_Extract provided_:
# Shirts not curing correctly



## MAURINE GRAPHICS (Dec 2, 2012)

I was wondering if anyone could tell me what exactly I am doing wrong when curing my shirts?. I have a Vastex d-100 conveyor dryer. When I am running a shirt through, I take the temp gun to the other side, and even when the shirt is hitting around 350, the ink will still crack when it comes out the other side and is stretched. I can even run white plastisol through at over 350 degrees twice and it will still crack. Does anyone know why I am having to get my temperatures so hot to have them actually cure?


----------



## Celtic (Feb 19, 2008)

I have the same conveyor dryer. It works really well. I'm thinking that you've got a heavy print and you're not curing all the way through the layers. Slow down your belt speed. What are your settings at? And, what's your height set at?
What mesh and how many layers/hits of ink are you laying down?


----------



## MAURINE GRAPHICS (Dec 2, 2012)

Celtic said:


> I have the same conveyor dryer. It works really well. I'm thinking that you've got a heavy print and you're not curing all the way through the layers. Slow down your belt speed. What are your settings at? And, what's your height set at?
> What mesh and how many layers/hits of ink are you laying down?


I always keep the heat setting on high. FI normally run 110 or 155 for just about everything. The shirts I run the height as low as it can go, with the shirts laid as flat as possible to help with even temps. I do slow the belt down enough to let the temps reach as high as they need to be. Do you run your dryer at the highest temp or turn it down so you can run the belt slower?

_Exercise requirements_: Continue the forum thread about shirts not curing correctly, starting after its last post.

_Raw records_:
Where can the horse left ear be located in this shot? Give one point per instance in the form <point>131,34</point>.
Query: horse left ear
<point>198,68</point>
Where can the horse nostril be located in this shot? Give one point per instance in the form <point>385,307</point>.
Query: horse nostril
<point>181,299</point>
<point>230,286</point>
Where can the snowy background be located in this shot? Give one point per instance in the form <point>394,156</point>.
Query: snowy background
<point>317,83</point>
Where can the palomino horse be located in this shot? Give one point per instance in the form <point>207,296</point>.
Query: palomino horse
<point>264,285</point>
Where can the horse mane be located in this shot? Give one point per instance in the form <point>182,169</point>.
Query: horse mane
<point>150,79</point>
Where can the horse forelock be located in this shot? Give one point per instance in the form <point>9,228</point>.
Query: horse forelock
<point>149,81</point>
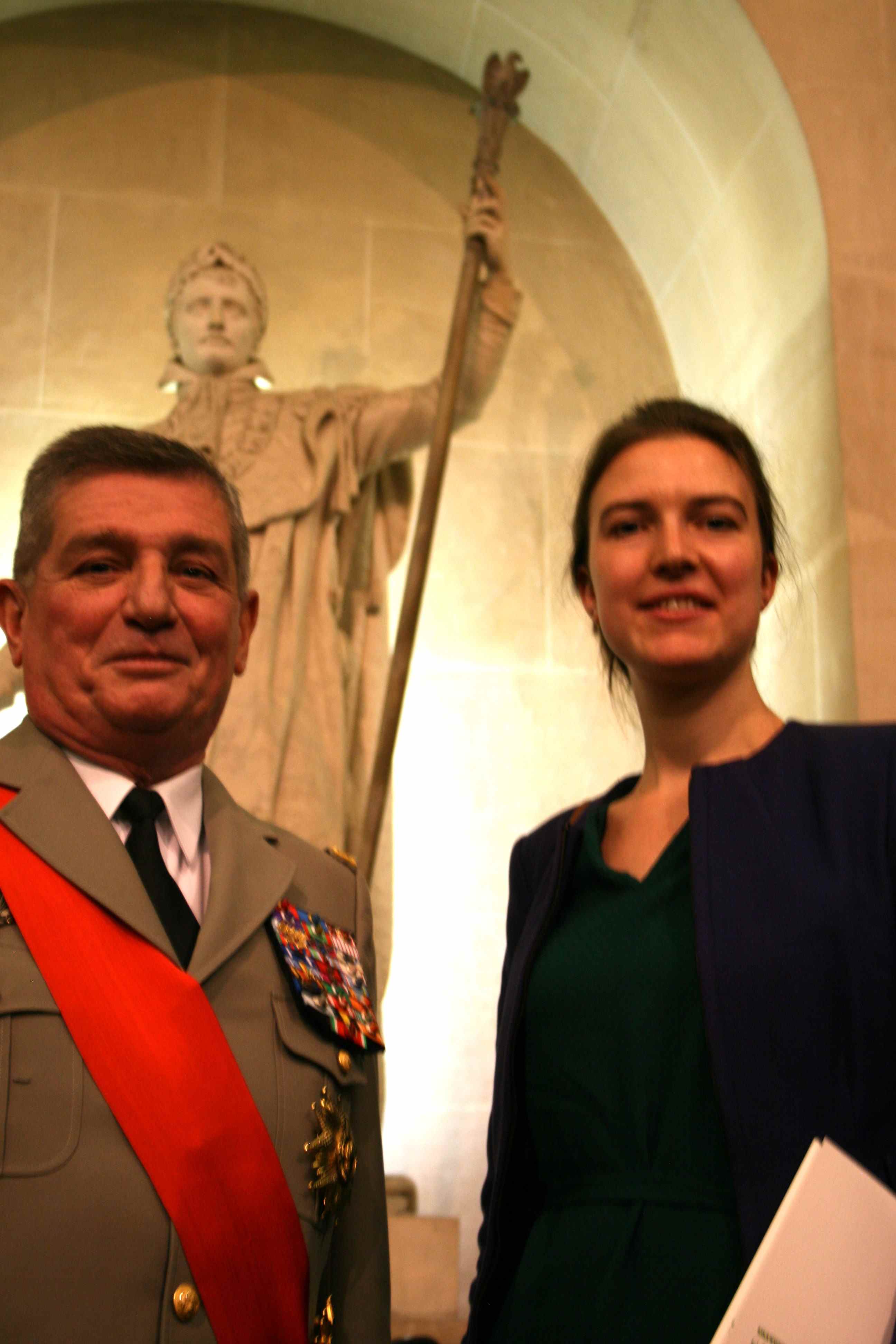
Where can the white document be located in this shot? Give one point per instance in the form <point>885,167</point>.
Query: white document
<point>825,1272</point>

_Exercise result_:
----------



## Celtic (Feb 19, 2008)

I run the dryer at the highest temp and I'd run the belt around 17 for what you're doing and for the height, I'd set it at 3 or 3 1/2 inches.


----------



## dionvg (Jul 31, 2015)

The best would be to cure at 140 degrees Celsius, or approximately 300 Fahrenheit, for 2 minutes through the tunnel.


----------



## Celtic (Feb 19, 2008)

dionvg said:


> The best would be to cure at 140 degrees Celsius, or approximately 300 Fahrenheit, for 2 minutes through the tunnel.


300 degrees Fahrenheit isn't hot enough to cure. Most inks require 320 through all the ink thickness.
Of course to achieve that, your conveyor heat has to be set higher than that.


----------



## MAURINE GRAPHICS (Dec 2, 2012)

Celtic said:


> I run the dryer at the highest temp and I'd run the belt around 17 for what you're doing and for the height, I'd set it at 3 or 3 1/2 inches.


Thanks, it actually worked pretty well. It is a little annoying running it so slowly but much better than running the shirts through, twice!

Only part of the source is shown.